**Collected data entries:**
※

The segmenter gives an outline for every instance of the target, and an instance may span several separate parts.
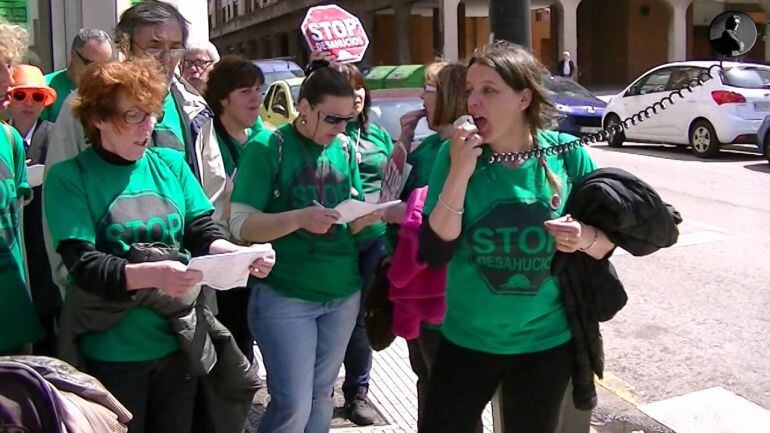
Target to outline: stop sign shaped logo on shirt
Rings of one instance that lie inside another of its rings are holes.
[[[302,34],[311,51],[329,52],[340,63],[360,62],[369,46],[361,21],[337,5],[310,8]]]

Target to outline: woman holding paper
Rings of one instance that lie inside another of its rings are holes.
[[[269,142],[249,143],[231,199],[233,234],[271,242],[281,256],[264,283],[251,285],[249,301],[270,393],[260,432],[329,430],[360,305],[354,235],[377,219],[335,224],[335,206],[363,200],[355,150],[338,137],[358,113],[345,77],[315,65],[300,89],[299,118]]]
[[[78,349],[86,371],[133,414],[129,433],[191,431],[197,392],[171,319],[137,299],[186,297],[202,275],[176,260],[142,259],[158,254],[147,243],[165,245],[164,257],[244,249],[212,221],[184,156],[147,148],[166,92],[154,61],[89,66],[73,112],[92,146],[51,167],[44,184],[52,245],[74,283],[68,298],[73,290],[90,294],[105,305],[100,318],[114,321],[82,335]],[[273,261],[255,261],[251,274],[266,277]],[[116,305],[122,310],[110,313]]]

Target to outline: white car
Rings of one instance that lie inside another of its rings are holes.
[[[719,62],[677,62],[649,70],[610,99],[602,124],[606,128],[621,123],[699,75],[705,77],[715,64]],[[684,99],[672,96],[674,104],[666,104],[665,110],[624,133],[610,134],[610,146],[619,147],[624,140],[689,145],[696,156],[706,158],[722,145],[756,143],[759,126],[770,114],[770,67],[735,62],[722,66],[721,71],[712,69],[715,78],[692,93],[681,90]]]

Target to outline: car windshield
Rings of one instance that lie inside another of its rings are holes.
[[[722,83],[743,89],[770,89],[770,69],[737,67],[722,72]]]
[[[263,88],[265,89],[265,92],[267,92],[267,88],[276,81],[288,80],[290,78],[302,77],[304,75],[302,71],[274,71],[265,72],[264,74],[265,84]]]
[[[290,86],[289,90],[291,91],[291,100],[294,101],[294,107],[297,107],[297,104],[299,104],[299,88],[300,86]]]
[[[404,99],[375,99],[372,101],[372,108],[369,111],[370,120],[385,128],[392,139],[397,139],[401,135],[401,116],[423,108],[420,98]],[[428,122],[425,119],[420,120],[417,129],[414,131],[415,140],[433,134],[428,128]]]
[[[580,84],[560,77],[543,77],[543,86],[551,93],[571,97],[571,98],[593,98],[594,95]]]

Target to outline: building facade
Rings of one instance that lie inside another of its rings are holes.
[[[300,25],[322,0],[208,0],[212,41],[250,58],[307,60]],[[467,58],[489,41],[488,0],[337,0],[369,34],[370,65]],[[667,61],[713,59],[708,25],[723,11],[749,14],[759,38],[745,60],[770,60],[770,0],[532,0],[532,50],[549,68],[572,53],[579,80],[618,87]]]
[[[81,28],[98,28],[113,34],[126,9],[139,0],[2,0],[0,16],[27,28],[32,62],[44,72],[64,68],[70,43]],[[206,0],[167,0],[190,21],[190,39],[207,40]]]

※

**Try it:**
Repeat the preceding records precisely, and leave every picture out of the copy.

**Written solution:**
The segmenter gives an outline for every instance of the target, and an instance may span several separate parts.
Target to outline: stop sign shaped logo on shirt
Rings of one instance that lie inside another of its rings are holes.
[[[302,34],[311,51],[329,52],[340,63],[360,62],[369,46],[361,21],[337,5],[310,8]]]

Target to outline: woman holding paper
Rings of one instance that lie inside another of its rings are holes.
[[[269,142],[249,143],[231,199],[233,234],[271,242],[281,256],[264,283],[251,285],[249,301],[270,393],[260,432],[329,430],[360,305],[354,235],[377,219],[335,224],[335,206],[363,200],[355,150],[338,137],[358,113],[345,77],[315,65],[300,89],[299,118]]]
[[[78,349],[86,371],[133,414],[129,433],[191,431],[197,392],[171,319],[137,299],[186,297],[202,275],[176,260],[142,259],[158,254],[147,243],[165,245],[164,257],[244,249],[212,221],[184,156],[147,148],[166,92],[154,61],[89,66],[73,112],[92,146],[51,167],[44,184],[52,245],[74,283],[68,298],[73,290],[90,294],[105,305],[100,318],[114,321],[82,335]],[[273,261],[255,261],[251,274],[266,277]],[[116,305],[122,310],[110,313]]]

Target to outline: white car
Rings of one instance that lie inside another of its rings are holes.
[[[719,62],[677,62],[649,70],[610,99],[602,124],[606,128],[621,123],[699,75],[705,77],[715,64]],[[684,99],[672,96],[674,104],[666,104],[665,110],[624,133],[610,134],[610,146],[619,147],[624,140],[689,145],[696,156],[706,158],[722,145],[756,143],[759,126],[770,114],[770,67],[735,62],[722,66],[721,71],[712,69],[715,78],[692,93],[681,90]]]

Target to outline: car windshield
Rings of one instance that lie inside another of its rings are holes.
[[[722,83],[743,89],[770,89],[770,69],[737,67],[722,72]]]
[[[263,88],[265,89],[265,92],[267,92],[267,88],[276,81],[288,80],[290,78],[302,77],[304,75],[302,71],[274,71],[265,72],[264,74],[265,84]]]
[[[290,86],[289,90],[291,91],[291,100],[294,101],[294,107],[297,107],[297,104],[299,104],[299,88],[300,86]]]
[[[404,99],[375,99],[372,101],[372,108],[369,111],[370,120],[385,128],[392,139],[397,139],[401,135],[401,116],[423,108],[420,98]],[[428,122],[425,119],[420,120],[417,129],[414,131],[415,140],[433,134],[428,128]]]
[[[580,84],[560,77],[543,77],[543,86],[551,93],[571,97],[571,98],[593,98],[594,95]]]

Target to outline: building facade
Rings of one instance that lie inside another of its rings are holes.
[[[300,25],[322,0],[208,0],[212,41],[250,58],[307,60]],[[467,58],[489,41],[488,0],[337,0],[369,34],[370,65]],[[667,61],[713,59],[708,25],[723,11],[749,14],[759,38],[745,60],[770,60],[770,0],[532,0],[532,50],[549,68],[572,53],[579,80],[618,87]]]
[[[81,28],[98,28],[113,34],[126,9],[139,0],[2,0],[0,16],[27,28],[32,62],[44,72],[64,68],[70,43]],[[206,0],[167,0],[190,21],[190,39],[207,40]]]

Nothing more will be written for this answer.